▸ TASK BRIEF: If a line in the entries contains the string "concrete", include that line in your answer.
-------- DATA FOR THIS TASK --------
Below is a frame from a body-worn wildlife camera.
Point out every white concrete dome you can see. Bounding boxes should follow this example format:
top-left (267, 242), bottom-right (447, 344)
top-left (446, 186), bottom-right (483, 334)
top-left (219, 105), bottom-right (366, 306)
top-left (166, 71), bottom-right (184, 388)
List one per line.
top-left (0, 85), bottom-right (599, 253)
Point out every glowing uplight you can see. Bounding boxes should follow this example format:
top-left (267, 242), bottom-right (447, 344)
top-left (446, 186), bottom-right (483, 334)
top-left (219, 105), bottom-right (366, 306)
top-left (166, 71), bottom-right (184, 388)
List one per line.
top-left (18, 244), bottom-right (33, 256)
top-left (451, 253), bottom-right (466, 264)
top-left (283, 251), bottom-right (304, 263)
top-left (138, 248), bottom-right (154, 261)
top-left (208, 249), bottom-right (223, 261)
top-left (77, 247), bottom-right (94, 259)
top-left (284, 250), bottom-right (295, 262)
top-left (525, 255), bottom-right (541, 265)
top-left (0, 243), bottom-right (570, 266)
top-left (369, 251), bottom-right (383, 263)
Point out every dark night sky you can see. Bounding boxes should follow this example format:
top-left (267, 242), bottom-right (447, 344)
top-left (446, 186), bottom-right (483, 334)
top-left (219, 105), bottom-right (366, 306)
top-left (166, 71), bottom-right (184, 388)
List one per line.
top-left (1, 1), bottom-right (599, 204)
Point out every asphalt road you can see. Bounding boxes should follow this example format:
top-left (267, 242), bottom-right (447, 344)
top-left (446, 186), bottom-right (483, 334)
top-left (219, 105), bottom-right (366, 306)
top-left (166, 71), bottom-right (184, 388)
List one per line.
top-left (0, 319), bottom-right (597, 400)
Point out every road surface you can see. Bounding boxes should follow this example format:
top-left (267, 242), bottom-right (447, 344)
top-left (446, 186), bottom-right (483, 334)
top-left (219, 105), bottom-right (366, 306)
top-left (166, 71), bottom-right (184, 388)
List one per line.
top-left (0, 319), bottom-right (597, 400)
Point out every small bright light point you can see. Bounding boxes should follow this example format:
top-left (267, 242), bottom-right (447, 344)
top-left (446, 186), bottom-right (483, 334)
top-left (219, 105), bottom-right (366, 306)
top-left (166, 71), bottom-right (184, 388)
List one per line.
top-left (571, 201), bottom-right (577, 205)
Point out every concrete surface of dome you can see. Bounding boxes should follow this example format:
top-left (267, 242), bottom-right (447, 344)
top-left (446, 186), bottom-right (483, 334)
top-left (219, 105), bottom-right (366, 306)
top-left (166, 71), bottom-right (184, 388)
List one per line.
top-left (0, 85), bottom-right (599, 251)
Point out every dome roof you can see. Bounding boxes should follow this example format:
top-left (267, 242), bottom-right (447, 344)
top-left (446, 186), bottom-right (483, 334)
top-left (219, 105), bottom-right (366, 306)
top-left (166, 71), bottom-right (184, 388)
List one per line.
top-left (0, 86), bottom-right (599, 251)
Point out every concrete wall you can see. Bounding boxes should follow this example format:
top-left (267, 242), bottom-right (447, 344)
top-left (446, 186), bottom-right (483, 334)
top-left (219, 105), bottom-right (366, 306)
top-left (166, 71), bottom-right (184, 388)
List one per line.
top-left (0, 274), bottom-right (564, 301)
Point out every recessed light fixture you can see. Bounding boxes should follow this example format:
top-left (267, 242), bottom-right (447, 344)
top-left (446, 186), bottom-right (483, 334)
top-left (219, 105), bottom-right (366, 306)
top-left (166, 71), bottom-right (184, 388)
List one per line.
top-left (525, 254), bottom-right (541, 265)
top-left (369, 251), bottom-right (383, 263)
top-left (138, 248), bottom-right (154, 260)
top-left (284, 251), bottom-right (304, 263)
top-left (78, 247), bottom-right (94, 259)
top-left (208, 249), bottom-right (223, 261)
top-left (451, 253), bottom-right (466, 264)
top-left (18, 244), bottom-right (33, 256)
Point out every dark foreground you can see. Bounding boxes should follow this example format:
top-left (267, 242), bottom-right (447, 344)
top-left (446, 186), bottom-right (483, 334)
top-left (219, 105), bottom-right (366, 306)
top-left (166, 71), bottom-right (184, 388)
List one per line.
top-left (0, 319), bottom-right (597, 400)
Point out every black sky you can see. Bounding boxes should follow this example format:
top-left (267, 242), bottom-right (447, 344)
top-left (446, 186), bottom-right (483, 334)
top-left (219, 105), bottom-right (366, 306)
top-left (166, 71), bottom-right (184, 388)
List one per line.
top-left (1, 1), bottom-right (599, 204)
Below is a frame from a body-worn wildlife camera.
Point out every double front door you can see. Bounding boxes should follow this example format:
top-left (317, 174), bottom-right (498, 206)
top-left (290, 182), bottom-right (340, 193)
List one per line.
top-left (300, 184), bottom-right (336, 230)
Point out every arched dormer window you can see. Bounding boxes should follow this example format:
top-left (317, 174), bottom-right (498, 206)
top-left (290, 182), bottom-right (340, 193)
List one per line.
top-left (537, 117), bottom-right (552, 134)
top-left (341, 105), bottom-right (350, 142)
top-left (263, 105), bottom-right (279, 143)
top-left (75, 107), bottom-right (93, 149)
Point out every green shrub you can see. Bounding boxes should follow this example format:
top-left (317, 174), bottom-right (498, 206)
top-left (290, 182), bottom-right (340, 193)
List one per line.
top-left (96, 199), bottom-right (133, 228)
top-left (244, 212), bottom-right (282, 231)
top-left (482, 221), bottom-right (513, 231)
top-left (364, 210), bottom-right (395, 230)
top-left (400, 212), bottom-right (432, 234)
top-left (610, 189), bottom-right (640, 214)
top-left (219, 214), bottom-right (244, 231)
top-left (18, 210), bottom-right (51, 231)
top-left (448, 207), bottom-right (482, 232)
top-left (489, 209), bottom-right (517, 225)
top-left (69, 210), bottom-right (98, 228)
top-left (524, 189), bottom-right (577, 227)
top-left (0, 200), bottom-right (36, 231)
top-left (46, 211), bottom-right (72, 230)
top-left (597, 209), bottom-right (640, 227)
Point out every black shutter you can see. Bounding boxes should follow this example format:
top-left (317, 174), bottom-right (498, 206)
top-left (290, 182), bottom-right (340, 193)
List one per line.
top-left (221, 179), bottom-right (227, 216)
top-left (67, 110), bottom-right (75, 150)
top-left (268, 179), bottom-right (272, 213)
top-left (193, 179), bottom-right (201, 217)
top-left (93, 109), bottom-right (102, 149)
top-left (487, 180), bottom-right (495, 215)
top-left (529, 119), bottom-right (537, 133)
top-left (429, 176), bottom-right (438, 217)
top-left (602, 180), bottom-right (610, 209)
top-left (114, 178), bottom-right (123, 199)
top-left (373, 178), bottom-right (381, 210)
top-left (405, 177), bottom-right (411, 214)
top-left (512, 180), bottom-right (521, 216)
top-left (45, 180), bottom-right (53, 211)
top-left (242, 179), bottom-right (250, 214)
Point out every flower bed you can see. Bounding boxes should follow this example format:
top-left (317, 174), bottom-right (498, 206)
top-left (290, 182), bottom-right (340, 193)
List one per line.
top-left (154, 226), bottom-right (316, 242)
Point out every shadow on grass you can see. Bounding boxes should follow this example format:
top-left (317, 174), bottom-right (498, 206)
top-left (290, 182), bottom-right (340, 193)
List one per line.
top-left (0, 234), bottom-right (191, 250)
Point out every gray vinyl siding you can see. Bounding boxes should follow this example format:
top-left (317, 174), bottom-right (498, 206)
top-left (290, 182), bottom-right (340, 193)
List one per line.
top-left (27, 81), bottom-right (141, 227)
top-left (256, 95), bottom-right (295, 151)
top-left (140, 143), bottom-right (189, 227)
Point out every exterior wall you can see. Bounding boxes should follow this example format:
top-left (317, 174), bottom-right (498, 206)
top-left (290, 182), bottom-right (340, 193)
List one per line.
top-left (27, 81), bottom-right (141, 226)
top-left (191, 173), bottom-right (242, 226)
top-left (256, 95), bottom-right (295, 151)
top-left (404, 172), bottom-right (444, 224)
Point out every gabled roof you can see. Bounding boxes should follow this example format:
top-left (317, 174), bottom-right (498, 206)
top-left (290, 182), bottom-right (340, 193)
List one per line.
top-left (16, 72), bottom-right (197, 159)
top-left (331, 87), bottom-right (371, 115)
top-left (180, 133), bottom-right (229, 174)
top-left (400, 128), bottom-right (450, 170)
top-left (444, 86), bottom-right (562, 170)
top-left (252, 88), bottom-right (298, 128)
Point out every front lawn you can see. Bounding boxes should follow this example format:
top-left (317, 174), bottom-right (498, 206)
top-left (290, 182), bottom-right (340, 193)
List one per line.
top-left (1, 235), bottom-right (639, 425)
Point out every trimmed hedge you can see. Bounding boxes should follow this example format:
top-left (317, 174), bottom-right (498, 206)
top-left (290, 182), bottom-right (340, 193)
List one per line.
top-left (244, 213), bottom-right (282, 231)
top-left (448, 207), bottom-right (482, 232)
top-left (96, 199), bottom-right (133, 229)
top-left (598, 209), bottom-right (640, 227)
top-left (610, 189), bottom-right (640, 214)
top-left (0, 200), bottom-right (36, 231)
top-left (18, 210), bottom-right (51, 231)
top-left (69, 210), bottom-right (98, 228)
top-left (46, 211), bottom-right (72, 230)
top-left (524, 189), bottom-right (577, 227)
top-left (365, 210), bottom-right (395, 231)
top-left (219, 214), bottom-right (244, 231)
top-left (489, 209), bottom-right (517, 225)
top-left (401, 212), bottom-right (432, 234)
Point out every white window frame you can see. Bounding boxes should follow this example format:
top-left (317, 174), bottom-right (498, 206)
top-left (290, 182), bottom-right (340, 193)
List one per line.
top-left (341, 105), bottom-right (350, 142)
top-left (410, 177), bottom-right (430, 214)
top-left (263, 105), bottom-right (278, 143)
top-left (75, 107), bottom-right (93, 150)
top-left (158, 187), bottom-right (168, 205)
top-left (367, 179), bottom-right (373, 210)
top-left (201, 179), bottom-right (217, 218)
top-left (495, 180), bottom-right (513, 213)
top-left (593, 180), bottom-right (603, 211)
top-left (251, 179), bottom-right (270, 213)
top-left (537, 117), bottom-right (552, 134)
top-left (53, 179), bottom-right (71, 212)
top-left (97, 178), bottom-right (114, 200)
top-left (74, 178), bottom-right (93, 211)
--------
▸ SOLUTION BELOW:
Point out every white concrete dome you can see. Bounding boxes should follow this example format:
Point out every concrete surface of dome you can see. Bounding boxes should follow this example format:
Point out every concrete wall you can see. Bounding boxes should follow this example format:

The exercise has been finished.